Agencies can often fall into the trap of thinking that clients are happy if they increase their marketing investment.
Similarly, we assume that employees are happy if we’re focusing on culture and trying to do the right thing.
But are those things really true?
Our agency uses two simple metrics to gather objective data – Net Promoter Score (NPS) and Employee Net Promoter Score (eNPS).
Even if you’ve never heard of NPS, you’ve probably received an email or text that asks a simple question: “Would you recommend us to a friend, family member, or colleague?”
That single question helps companies measure client satisfaction and can help your agency understand if clients are delighted or simply comfortable.
Those who give you a 9 or 10 are considered “promoters” and are your biggest advocates. They not only tend to stick with you, but they are also likely to evangelize for you internally and externally.

+--

## Tasks and exercises:
[1] Repeat word for word the part of the piece on client and employee satisfaction scores from "Agencies can often" to "things really true?".
[2] Carry on the piece on client and employee satisfaction scores, picking up right after its last sentence.

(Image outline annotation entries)
+--

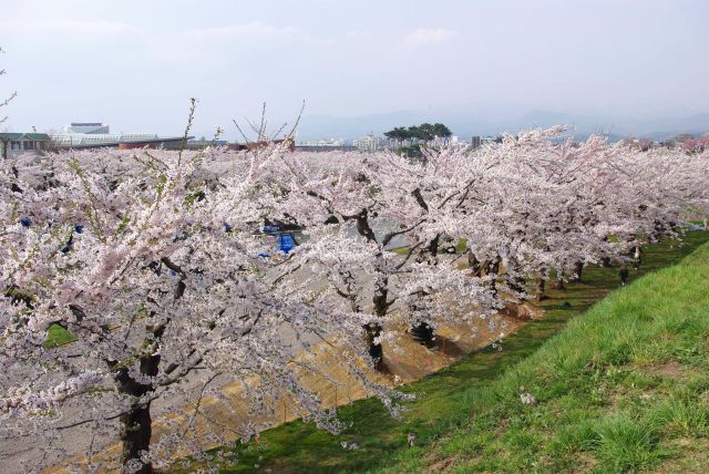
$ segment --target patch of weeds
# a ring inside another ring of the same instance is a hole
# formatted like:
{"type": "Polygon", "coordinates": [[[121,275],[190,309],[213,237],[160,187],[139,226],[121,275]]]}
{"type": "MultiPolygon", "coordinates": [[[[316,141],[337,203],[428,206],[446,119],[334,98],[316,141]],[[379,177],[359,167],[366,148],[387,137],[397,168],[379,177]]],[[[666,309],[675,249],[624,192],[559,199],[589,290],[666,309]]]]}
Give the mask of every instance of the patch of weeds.
{"type": "Polygon", "coordinates": [[[647,468],[661,457],[657,435],[649,424],[625,415],[605,419],[596,425],[595,452],[614,472],[647,468]]]}

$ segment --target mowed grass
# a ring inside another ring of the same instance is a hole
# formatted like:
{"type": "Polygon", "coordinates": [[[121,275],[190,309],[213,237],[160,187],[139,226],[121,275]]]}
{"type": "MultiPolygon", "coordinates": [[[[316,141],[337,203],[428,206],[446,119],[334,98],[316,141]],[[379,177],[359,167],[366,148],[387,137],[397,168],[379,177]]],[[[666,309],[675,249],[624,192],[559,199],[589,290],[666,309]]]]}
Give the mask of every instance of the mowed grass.
{"type": "Polygon", "coordinates": [[[543,320],[407,387],[417,401],[401,421],[362,400],[339,409],[352,422],[339,435],[294,422],[258,444],[217,450],[233,456],[223,472],[701,472],[709,463],[709,244],[699,247],[707,240],[709,233],[692,231],[681,247],[648,247],[631,285],[584,313],[619,284],[618,268],[586,268],[584,282],[549,291],[543,320]],[[681,265],[639,278],[697,248],[681,265]],[[521,402],[526,392],[536,406],[521,402]]]}

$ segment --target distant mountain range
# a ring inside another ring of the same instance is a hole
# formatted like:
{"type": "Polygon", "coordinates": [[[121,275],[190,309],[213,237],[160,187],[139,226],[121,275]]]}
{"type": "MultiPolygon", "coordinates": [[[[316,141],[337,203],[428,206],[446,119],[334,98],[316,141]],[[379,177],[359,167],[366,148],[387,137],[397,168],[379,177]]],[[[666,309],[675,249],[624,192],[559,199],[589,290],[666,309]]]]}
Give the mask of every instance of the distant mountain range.
{"type": "Polygon", "coordinates": [[[592,133],[600,132],[607,134],[612,141],[628,136],[662,141],[680,133],[696,135],[709,132],[709,113],[686,117],[618,118],[532,111],[490,117],[490,114],[484,111],[470,107],[439,112],[401,111],[350,117],[306,113],[298,127],[298,141],[329,137],[351,140],[369,133],[381,136],[395,126],[418,125],[423,122],[444,123],[454,135],[465,141],[473,135],[516,133],[531,127],[548,127],[558,124],[566,124],[569,132],[577,138],[585,138],[592,133]]]}

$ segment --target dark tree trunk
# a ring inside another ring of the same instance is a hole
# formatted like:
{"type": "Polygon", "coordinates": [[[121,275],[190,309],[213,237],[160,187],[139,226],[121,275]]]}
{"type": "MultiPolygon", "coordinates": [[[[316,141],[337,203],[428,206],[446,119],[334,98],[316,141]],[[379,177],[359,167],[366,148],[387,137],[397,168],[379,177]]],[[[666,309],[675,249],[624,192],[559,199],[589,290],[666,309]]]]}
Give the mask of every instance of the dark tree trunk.
{"type": "Polygon", "coordinates": [[[141,467],[135,472],[136,474],[153,474],[153,465],[143,463],[141,454],[147,452],[151,449],[151,435],[153,434],[152,420],[151,420],[151,405],[135,405],[131,408],[131,411],[121,416],[121,442],[123,443],[123,466],[127,472],[126,464],[132,460],[141,462],[141,467]]]}
{"type": "Polygon", "coordinates": [[[475,277],[481,276],[482,265],[480,265],[480,261],[475,257],[475,254],[473,254],[472,251],[469,251],[467,254],[467,266],[473,271],[473,276],[475,277]]]}
{"type": "MultiPolygon", "coordinates": [[[[162,333],[162,329],[155,333],[162,333]]],[[[155,377],[158,372],[160,356],[145,356],[141,359],[141,373],[143,375],[155,377]]],[[[135,381],[129,374],[129,368],[119,367],[119,362],[111,362],[109,365],[114,370],[114,380],[119,388],[119,392],[132,396],[136,402],[131,410],[121,415],[121,442],[123,443],[123,453],[121,462],[124,472],[135,472],[138,474],[152,474],[153,465],[150,462],[143,462],[141,454],[148,452],[151,447],[151,435],[153,434],[153,425],[151,419],[150,402],[137,403],[137,400],[154,391],[153,385],[144,384],[135,381]],[[140,463],[137,471],[129,468],[129,466],[140,463]]]]}
{"type": "Polygon", "coordinates": [[[418,343],[425,346],[427,348],[432,348],[434,346],[435,331],[428,323],[421,322],[412,326],[410,331],[411,337],[418,343]]]}
{"type": "Polygon", "coordinates": [[[381,324],[370,322],[364,324],[364,331],[367,331],[367,346],[369,348],[369,357],[374,362],[374,370],[381,371],[383,369],[382,358],[384,357],[381,343],[374,340],[381,334],[381,324]]]}
{"type": "Polygon", "coordinates": [[[544,278],[543,274],[540,274],[540,276],[536,279],[536,295],[535,298],[537,301],[542,301],[546,299],[546,292],[545,292],[545,284],[546,284],[546,278],[544,278]]]}
{"type": "Polygon", "coordinates": [[[576,281],[577,284],[580,284],[580,276],[584,271],[584,262],[577,261],[574,266],[574,271],[576,272],[576,275],[574,276],[574,281],[576,281]]]}

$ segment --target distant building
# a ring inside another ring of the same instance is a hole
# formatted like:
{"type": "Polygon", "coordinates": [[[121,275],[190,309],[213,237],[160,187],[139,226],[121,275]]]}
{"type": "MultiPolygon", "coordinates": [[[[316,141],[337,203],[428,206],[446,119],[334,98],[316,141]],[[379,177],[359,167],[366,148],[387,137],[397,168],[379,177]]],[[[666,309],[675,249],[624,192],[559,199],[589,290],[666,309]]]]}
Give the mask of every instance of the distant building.
{"type": "Polygon", "coordinates": [[[311,142],[300,142],[298,144],[298,146],[308,146],[308,147],[316,147],[316,146],[343,146],[345,145],[345,141],[342,140],[338,140],[338,138],[325,138],[325,140],[318,140],[318,141],[311,141],[311,142]]]}
{"type": "Polygon", "coordinates": [[[482,144],[480,136],[473,136],[473,138],[470,141],[470,144],[473,146],[473,150],[480,148],[480,145],[482,144]]]}
{"type": "Polygon", "coordinates": [[[353,145],[296,145],[298,152],[356,152],[358,148],[353,145]]]}
{"type": "Polygon", "coordinates": [[[360,152],[376,152],[379,150],[379,138],[374,135],[367,135],[352,141],[352,145],[360,152]]]}
{"type": "Polygon", "coordinates": [[[52,133],[49,137],[52,144],[60,150],[160,148],[184,140],[182,136],[160,137],[154,133],[111,133],[110,126],[100,122],[73,122],[65,126],[61,133],[52,133]]]}
{"type": "Polygon", "coordinates": [[[107,134],[111,127],[100,122],[72,122],[63,130],[64,133],[89,133],[89,134],[107,134]]]}
{"type": "Polygon", "coordinates": [[[22,153],[41,153],[49,146],[45,133],[0,133],[0,156],[14,158],[22,153]]]}

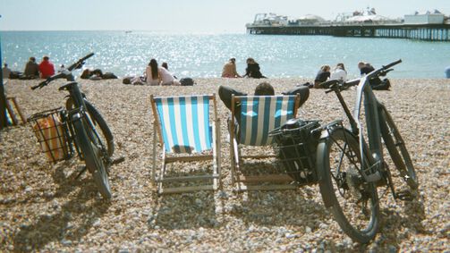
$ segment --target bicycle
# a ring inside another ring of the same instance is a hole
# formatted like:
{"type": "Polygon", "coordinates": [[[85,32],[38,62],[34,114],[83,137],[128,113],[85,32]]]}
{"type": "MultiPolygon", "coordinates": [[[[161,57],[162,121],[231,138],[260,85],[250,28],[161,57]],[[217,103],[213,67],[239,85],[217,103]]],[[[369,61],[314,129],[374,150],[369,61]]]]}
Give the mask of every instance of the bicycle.
{"type": "MultiPolygon", "coordinates": [[[[38,85],[31,87],[31,89],[41,89],[48,85],[51,81],[65,78],[69,82],[59,88],[59,90],[66,90],[65,109],[55,109],[38,113],[30,117],[36,120],[52,114],[59,114],[62,127],[62,133],[58,133],[58,138],[63,139],[64,144],[67,144],[69,148],[65,148],[67,155],[64,159],[73,156],[72,143],[81,160],[83,160],[86,166],[79,173],[79,178],[86,170],[89,170],[94,178],[94,181],[98,191],[104,198],[111,198],[111,186],[109,184],[109,168],[111,165],[124,160],[123,157],[113,160],[112,156],[115,151],[114,137],[103,119],[100,113],[87,100],[86,96],[81,93],[78,83],[74,81],[72,74],[72,70],[81,69],[85,61],[94,55],[93,53],[81,58],[65,71],[56,73],[38,85]],[[100,131],[96,129],[98,126],[100,131]]],[[[59,119],[58,119],[59,121],[59,119]]],[[[48,144],[46,144],[48,146],[48,144]]],[[[48,147],[47,150],[50,150],[48,147]]],[[[65,152],[64,152],[65,153],[65,152]]],[[[52,155],[53,156],[53,155],[52,155]]],[[[55,160],[54,159],[54,162],[55,160]]]]}
{"type": "Polygon", "coordinates": [[[320,126],[318,121],[296,119],[272,133],[288,174],[299,184],[318,182],[324,204],[331,209],[341,229],[361,243],[372,240],[378,230],[378,187],[386,185],[395,199],[411,200],[419,184],[404,141],[369,82],[386,75],[392,71],[391,67],[401,62],[389,63],[361,79],[347,82],[328,80],[320,84],[327,89],[326,93],[335,93],[349,120],[350,129],[344,126],[343,120],[320,126]],[[356,102],[352,114],[341,91],[356,85],[356,102]],[[369,145],[361,121],[362,100],[369,145]],[[395,190],[398,181],[393,179],[383,148],[389,153],[401,181],[408,186],[407,190],[395,190]]]}

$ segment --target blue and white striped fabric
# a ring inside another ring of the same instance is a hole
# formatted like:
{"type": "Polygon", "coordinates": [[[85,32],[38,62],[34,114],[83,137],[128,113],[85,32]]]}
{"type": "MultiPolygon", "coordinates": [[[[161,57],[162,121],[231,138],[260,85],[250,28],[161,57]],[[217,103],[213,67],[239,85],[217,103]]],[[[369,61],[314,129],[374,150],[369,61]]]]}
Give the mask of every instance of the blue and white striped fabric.
{"type": "Polygon", "coordinates": [[[244,145],[272,143],[268,132],[294,116],[295,96],[250,96],[240,100],[240,143],[244,145]]]}
{"type": "Polygon", "coordinates": [[[167,153],[211,149],[208,96],[155,97],[155,103],[167,153]]]}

+--

## Written responses:
[1]
Agencies can often fall into the trap of thinking that clients are happy if they increase their marketing investment.
Similarly, we assume that employees are happy if we’re focusing on culture and trying to do the right thing.
But are those things really true?

[2]
Anyone who gives you a score of 6 or lower is a detractor. That means that they not only aren’t fans of yours, but they generally aren’t willing to defend their relationship with you or your firm either. Scores of 7 or 8 are considered passive and are not counted toward your NPS.
The Net Promoter calculation requires adding up the survey responses and subtracting the percentage of detractors from the percentage of promoters. The delta is your Net Promoter Score.
For example, let’s say:
- 65% of respondents are promoters.
- 25% are detractors.
- 10% are passives
In this case, your NPS would be 65-25=40.
An NPS score above 70 is world-class, and the benchmark for digital marketing agencies is 68.
The reason that the benchmark is so high for digital marketing agencies is that dissatisfied clients tend to take their business elsewhere if they aren’t happy.
Net Promoter Scores can help you understand how the overall health of your agency is likely to trend and may help you predict (or stop) upcoming client churn.
I’d recommend capturing the score on a quarterly or semi-annual basis since perceptions can change – not only based on results but external factors and feelings.
We use a tool called AskNicely that allows us to ask follow-up questions after receiving the score, and also lets us trigger different workflows based on responses.
We can understand if clients are delighted by technical knowledge, communication, or a different factor. Similarly, we can understand any causes of dissatisfaction.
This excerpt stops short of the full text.